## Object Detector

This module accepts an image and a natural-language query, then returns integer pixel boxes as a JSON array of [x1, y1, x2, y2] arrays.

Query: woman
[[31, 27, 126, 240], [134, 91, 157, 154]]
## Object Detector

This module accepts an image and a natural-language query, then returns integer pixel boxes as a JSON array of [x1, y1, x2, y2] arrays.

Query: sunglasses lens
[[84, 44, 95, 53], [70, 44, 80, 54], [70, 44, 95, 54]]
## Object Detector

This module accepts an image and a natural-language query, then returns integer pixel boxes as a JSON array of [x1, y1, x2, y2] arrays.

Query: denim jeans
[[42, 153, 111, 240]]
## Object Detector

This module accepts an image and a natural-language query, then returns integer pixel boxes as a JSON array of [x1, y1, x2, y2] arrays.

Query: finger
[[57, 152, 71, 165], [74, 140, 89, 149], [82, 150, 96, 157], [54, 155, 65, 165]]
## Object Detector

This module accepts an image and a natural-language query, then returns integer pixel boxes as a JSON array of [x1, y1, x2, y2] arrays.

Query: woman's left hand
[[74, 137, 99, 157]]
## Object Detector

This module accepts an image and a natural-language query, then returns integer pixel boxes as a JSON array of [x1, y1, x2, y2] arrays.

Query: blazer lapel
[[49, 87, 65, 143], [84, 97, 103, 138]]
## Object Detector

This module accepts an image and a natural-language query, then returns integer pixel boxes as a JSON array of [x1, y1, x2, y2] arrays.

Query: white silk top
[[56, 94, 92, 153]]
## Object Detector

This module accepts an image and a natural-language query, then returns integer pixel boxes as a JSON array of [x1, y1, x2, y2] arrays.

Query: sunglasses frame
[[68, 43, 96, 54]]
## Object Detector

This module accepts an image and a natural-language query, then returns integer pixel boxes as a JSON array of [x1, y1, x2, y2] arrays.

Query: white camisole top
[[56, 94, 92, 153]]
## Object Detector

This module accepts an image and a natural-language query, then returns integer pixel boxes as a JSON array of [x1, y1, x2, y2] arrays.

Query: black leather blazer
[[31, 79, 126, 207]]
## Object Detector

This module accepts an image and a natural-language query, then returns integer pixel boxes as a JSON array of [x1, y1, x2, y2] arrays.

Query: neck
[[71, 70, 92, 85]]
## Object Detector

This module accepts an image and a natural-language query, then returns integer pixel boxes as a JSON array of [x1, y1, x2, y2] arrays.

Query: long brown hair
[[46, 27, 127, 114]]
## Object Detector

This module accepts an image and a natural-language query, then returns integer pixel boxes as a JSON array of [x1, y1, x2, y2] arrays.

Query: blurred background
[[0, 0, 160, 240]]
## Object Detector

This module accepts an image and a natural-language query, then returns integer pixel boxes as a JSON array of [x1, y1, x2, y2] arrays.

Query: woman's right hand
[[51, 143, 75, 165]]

* **PROBLEM REQUIREMENTS**: Report each line from the rows above that contains the string "blazer", treating uppercase and lowercase as different.

* **SOLUTION TO THIS EXERCISE**:
Query: blazer lapel
Query: black leather blazer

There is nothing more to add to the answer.